_Items from a data source:_

Start

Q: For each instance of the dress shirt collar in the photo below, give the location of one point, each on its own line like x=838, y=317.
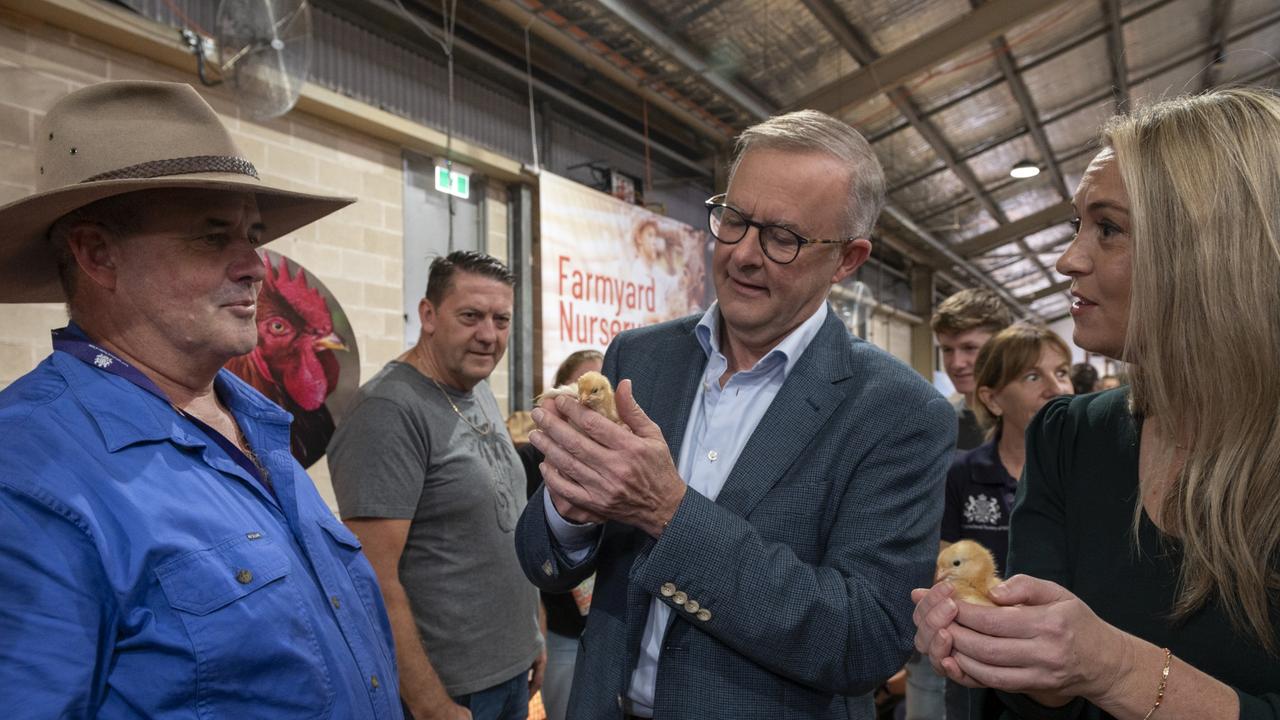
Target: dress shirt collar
x=126, y=415
x=787, y=351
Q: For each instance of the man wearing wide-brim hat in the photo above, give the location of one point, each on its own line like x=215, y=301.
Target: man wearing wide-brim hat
x=161, y=554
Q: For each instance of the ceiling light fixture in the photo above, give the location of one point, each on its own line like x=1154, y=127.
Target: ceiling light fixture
x=1024, y=169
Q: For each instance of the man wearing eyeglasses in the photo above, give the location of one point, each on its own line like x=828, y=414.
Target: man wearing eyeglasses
x=758, y=523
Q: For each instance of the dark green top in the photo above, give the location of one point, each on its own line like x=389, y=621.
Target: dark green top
x=1072, y=524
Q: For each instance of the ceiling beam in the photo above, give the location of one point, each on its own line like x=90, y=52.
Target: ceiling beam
x=1115, y=51
x=632, y=78
x=924, y=237
x=892, y=71
x=650, y=32
x=1046, y=291
x=1023, y=96
x=1019, y=228
x=853, y=41
x=1077, y=41
x=856, y=45
x=1221, y=14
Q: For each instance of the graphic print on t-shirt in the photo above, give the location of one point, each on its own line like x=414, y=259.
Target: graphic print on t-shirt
x=982, y=510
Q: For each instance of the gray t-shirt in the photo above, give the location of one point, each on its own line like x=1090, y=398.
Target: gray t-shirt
x=403, y=452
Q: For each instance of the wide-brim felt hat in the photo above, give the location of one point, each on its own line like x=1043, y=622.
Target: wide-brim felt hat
x=128, y=136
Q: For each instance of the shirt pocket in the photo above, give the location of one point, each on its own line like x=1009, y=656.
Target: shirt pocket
x=256, y=652
x=364, y=580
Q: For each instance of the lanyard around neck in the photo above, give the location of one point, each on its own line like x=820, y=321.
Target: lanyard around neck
x=73, y=341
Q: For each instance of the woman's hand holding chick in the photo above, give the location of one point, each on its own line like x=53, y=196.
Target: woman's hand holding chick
x=1040, y=639
x=597, y=469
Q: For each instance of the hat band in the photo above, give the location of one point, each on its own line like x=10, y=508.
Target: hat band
x=181, y=167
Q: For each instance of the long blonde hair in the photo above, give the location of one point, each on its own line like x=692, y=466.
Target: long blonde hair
x=1005, y=358
x=1203, y=182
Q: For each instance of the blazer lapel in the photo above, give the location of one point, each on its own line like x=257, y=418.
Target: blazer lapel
x=801, y=408
x=671, y=387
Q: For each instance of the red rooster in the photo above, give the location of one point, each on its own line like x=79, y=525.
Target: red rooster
x=295, y=363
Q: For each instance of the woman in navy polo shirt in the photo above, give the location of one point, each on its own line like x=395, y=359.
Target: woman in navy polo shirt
x=1018, y=372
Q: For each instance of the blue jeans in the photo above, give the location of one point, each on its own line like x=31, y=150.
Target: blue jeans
x=558, y=679
x=924, y=691
x=504, y=701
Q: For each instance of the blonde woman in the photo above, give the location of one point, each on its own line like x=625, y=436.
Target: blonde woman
x=1146, y=522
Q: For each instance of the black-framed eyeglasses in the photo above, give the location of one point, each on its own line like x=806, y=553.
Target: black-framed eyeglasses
x=778, y=244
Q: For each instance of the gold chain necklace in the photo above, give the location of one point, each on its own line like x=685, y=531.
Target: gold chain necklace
x=480, y=431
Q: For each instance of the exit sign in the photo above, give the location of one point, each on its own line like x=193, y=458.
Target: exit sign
x=452, y=182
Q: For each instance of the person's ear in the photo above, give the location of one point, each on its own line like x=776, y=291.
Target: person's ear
x=853, y=254
x=426, y=315
x=96, y=253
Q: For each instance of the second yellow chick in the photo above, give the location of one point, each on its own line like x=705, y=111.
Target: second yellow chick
x=970, y=569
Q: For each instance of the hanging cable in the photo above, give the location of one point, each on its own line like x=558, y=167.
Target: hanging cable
x=449, y=13
x=529, y=77
x=648, y=163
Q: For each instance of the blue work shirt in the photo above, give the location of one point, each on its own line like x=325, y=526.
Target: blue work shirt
x=720, y=424
x=144, y=573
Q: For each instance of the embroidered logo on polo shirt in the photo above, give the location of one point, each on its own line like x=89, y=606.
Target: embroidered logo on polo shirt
x=982, y=510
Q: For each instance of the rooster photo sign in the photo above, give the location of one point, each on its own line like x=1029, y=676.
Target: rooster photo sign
x=306, y=358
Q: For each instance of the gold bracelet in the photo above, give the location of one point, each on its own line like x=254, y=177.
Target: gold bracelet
x=1164, y=682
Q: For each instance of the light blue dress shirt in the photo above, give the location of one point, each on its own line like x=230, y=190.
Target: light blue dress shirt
x=145, y=574
x=720, y=424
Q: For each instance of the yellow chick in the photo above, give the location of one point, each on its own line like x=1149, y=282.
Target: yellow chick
x=970, y=569
x=592, y=390
x=595, y=392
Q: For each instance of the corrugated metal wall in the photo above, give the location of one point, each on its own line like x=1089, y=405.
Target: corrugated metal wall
x=414, y=83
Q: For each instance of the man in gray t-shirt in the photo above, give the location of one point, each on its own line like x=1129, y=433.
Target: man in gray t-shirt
x=428, y=478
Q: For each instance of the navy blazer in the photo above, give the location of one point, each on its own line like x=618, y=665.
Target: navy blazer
x=801, y=568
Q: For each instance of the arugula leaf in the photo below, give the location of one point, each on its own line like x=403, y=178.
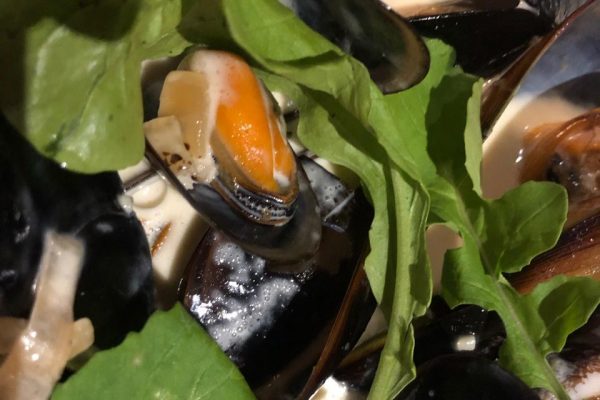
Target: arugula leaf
x=171, y=358
x=73, y=89
x=501, y=236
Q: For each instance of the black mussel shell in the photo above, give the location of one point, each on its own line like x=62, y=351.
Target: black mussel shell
x=276, y=325
x=465, y=376
x=20, y=242
x=577, y=253
x=115, y=289
x=486, y=41
x=556, y=10
x=366, y=29
x=436, y=336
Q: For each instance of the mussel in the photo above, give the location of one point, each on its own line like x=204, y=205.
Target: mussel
x=115, y=289
x=548, y=132
x=302, y=322
x=220, y=140
x=383, y=41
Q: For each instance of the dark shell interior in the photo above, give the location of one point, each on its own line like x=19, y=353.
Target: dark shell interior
x=258, y=313
x=115, y=289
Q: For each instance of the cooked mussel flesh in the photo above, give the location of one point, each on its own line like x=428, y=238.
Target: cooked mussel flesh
x=219, y=137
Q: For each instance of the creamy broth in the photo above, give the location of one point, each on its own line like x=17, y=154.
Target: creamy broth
x=503, y=148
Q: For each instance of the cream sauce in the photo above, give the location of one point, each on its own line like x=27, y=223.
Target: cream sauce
x=502, y=150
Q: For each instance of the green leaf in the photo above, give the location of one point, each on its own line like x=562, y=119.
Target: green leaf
x=74, y=89
x=500, y=236
x=172, y=358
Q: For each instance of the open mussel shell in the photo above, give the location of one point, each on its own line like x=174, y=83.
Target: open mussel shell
x=115, y=289
x=297, y=239
x=394, y=54
x=564, y=64
x=237, y=170
x=286, y=331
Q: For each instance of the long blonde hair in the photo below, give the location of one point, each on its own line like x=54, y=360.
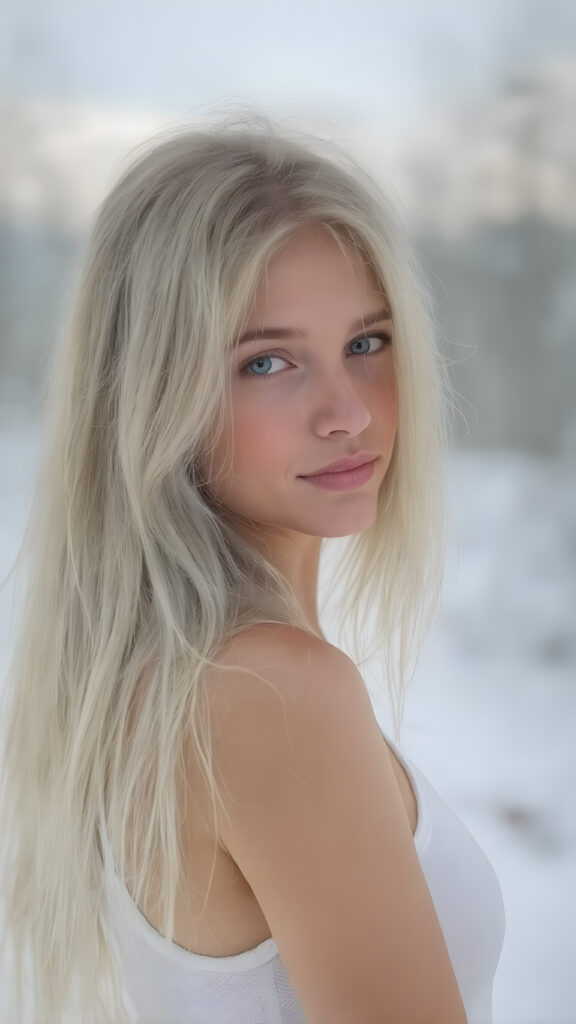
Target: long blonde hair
x=133, y=577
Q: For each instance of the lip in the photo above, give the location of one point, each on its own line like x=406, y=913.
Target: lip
x=341, y=465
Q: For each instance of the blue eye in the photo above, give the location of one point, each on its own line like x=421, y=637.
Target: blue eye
x=263, y=360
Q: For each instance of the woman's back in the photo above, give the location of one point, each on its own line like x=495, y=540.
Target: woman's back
x=359, y=941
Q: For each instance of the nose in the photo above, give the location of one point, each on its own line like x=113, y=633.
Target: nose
x=339, y=408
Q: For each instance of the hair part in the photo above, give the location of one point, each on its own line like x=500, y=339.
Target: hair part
x=133, y=577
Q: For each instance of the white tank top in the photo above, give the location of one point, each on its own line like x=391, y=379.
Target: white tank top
x=167, y=984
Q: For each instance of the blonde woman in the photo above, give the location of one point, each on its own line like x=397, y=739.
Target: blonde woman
x=206, y=823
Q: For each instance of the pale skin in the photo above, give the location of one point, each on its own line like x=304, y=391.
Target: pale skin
x=313, y=401
x=335, y=879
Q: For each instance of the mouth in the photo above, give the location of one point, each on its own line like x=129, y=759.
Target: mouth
x=343, y=465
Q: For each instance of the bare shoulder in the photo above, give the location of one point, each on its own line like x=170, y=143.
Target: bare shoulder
x=295, y=665
x=314, y=819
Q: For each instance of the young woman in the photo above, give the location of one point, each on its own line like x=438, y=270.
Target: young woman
x=200, y=803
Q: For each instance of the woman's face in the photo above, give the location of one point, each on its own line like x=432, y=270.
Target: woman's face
x=314, y=387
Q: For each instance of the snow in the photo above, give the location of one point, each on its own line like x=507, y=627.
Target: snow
x=491, y=713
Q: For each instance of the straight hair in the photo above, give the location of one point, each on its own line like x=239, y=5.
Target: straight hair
x=133, y=577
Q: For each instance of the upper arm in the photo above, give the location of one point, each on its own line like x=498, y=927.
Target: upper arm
x=316, y=823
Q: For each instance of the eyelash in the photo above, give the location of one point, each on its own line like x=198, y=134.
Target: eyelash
x=262, y=355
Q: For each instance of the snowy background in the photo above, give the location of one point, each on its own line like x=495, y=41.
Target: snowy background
x=467, y=112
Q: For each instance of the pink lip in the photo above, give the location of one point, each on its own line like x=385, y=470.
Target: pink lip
x=341, y=465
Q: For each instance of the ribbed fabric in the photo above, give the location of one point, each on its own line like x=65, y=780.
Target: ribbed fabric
x=167, y=984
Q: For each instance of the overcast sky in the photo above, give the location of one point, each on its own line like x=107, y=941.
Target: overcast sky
x=379, y=56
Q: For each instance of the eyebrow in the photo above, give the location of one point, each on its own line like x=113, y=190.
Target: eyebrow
x=284, y=333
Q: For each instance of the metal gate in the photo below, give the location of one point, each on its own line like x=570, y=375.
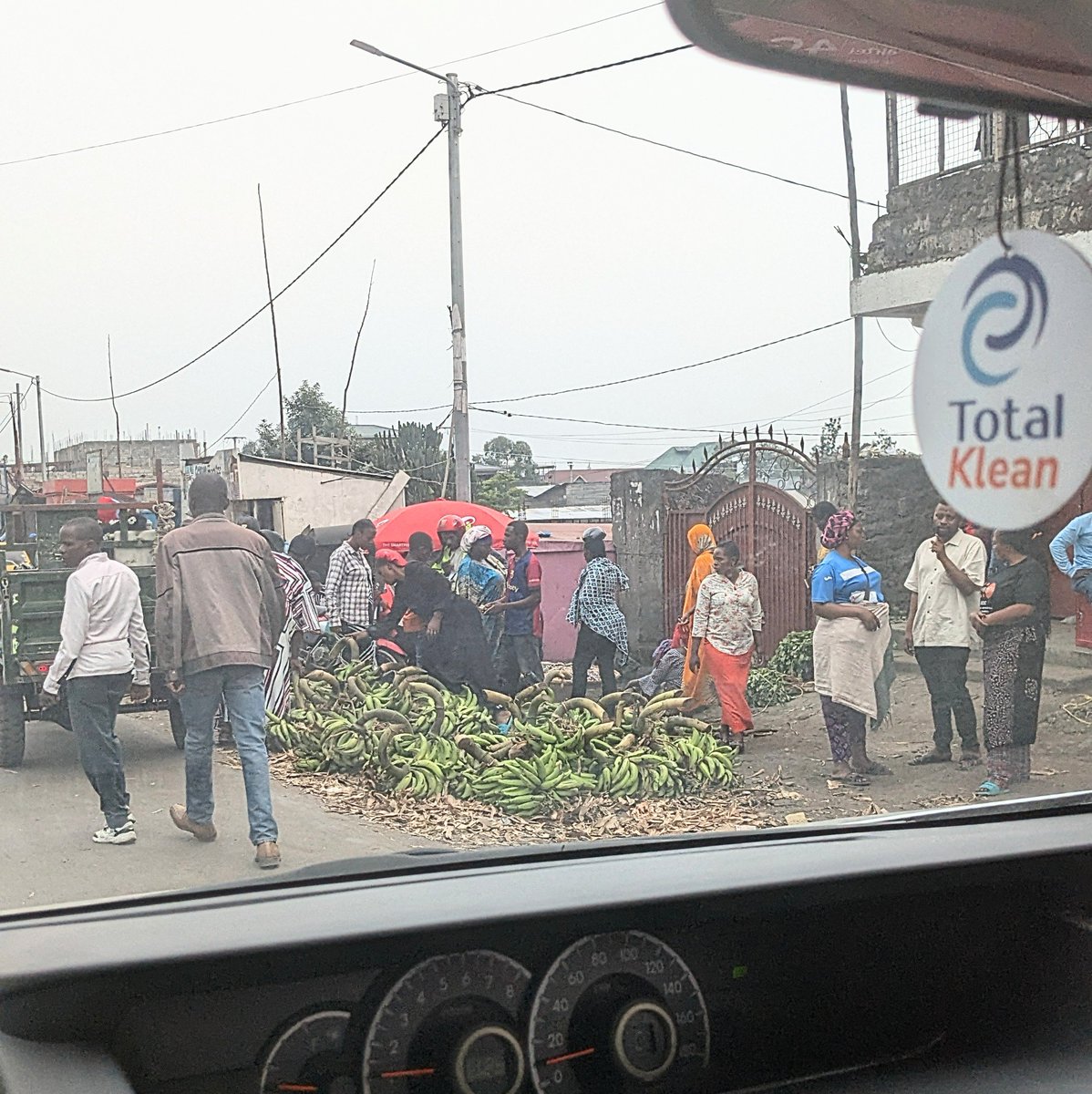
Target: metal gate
x=769, y=524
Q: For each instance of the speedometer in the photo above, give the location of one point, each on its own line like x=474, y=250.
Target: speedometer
x=307, y=1056
x=617, y=1011
x=449, y=1024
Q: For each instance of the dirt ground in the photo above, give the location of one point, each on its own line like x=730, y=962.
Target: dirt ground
x=797, y=755
x=782, y=776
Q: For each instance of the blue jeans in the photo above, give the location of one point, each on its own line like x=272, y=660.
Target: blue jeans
x=243, y=687
x=92, y=707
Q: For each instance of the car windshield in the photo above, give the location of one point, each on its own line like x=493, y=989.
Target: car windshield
x=449, y=429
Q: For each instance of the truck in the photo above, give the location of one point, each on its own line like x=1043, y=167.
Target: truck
x=32, y=600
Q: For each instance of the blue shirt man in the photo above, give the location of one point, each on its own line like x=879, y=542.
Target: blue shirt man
x=1076, y=537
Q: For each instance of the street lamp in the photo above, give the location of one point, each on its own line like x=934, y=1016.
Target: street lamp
x=42, y=431
x=448, y=108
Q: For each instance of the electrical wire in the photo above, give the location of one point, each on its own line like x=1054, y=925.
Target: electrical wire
x=567, y=76
x=322, y=96
x=268, y=304
x=901, y=349
x=667, y=372
x=686, y=151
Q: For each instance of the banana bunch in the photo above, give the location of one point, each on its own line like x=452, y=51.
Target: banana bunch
x=524, y=787
x=411, y=737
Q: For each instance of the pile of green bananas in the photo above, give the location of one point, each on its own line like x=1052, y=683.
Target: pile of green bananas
x=793, y=655
x=767, y=687
x=529, y=755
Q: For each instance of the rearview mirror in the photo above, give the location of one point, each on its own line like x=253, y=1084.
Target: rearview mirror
x=995, y=54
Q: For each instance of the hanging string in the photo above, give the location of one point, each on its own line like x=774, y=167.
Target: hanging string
x=1010, y=148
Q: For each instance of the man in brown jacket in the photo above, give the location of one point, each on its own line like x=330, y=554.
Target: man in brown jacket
x=219, y=611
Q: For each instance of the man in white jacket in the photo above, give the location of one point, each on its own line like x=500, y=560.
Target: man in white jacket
x=103, y=655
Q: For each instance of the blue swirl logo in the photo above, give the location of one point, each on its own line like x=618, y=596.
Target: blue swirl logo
x=1034, y=304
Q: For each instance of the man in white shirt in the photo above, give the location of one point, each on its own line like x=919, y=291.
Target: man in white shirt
x=103, y=655
x=945, y=580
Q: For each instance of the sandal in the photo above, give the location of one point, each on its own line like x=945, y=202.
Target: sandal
x=933, y=758
x=853, y=779
x=873, y=769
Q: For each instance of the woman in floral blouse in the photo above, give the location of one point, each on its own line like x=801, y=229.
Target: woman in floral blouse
x=727, y=619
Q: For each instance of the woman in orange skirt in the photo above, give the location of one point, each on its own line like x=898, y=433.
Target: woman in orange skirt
x=695, y=683
x=727, y=619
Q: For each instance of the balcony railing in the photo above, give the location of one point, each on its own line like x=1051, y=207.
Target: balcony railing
x=922, y=146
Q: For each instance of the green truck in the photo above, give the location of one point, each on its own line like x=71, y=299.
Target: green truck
x=32, y=600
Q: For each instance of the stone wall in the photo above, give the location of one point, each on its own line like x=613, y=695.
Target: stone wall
x=944, y=217
x=895, y=501
x=138, y=458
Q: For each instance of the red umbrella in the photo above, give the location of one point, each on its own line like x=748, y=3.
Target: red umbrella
x=399, y=524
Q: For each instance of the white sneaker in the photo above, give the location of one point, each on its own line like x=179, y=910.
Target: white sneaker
x=127, y=834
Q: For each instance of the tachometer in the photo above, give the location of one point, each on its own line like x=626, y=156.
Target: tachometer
x=307, y=1057
x=449, y=1024
x=617, y=1011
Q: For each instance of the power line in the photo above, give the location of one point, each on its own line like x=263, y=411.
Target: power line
x=667, y=372
x=227, y=432
x=684, y=151
x=566, y=76
x=901, y=349
x=314, y=98
x=254, y=315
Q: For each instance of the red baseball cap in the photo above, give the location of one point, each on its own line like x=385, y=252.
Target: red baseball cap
x=388, y=555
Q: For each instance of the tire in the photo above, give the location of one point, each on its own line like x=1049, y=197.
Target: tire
x=178, y=726
x=12, y=728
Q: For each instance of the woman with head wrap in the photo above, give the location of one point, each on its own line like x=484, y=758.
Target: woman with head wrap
x=696, y=684
x=851, y=645
x=1014, y=622
x=480, y=583
x=453, y=645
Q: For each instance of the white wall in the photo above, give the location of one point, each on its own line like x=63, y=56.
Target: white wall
x=320, y=497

End

_To be done:_ Render the records above as a Markdown table with columns Num and Content, one row per line, omitting blank lines. Include only the lines from the line with "like x=272, y=660." up to and including the line with "x=449, y=429".

_The reply:_
| Num | Content |
|---|---|
| 1 | Q: For each instance of the blue jeans in the photo above, give the location of one point, each on its own line like x=272, y=660. |
| 2 | Target: blue jeans |
| 3 | x=243, y=687 |
| 4 | x=92, y=707 |
| 5 | Q: For each instance of the car windshield in the photo above, give the location of one point, each on its own line like x=493, y=989. |
| 6 | Target: car windshield |
| 7 | x=449, y=429 |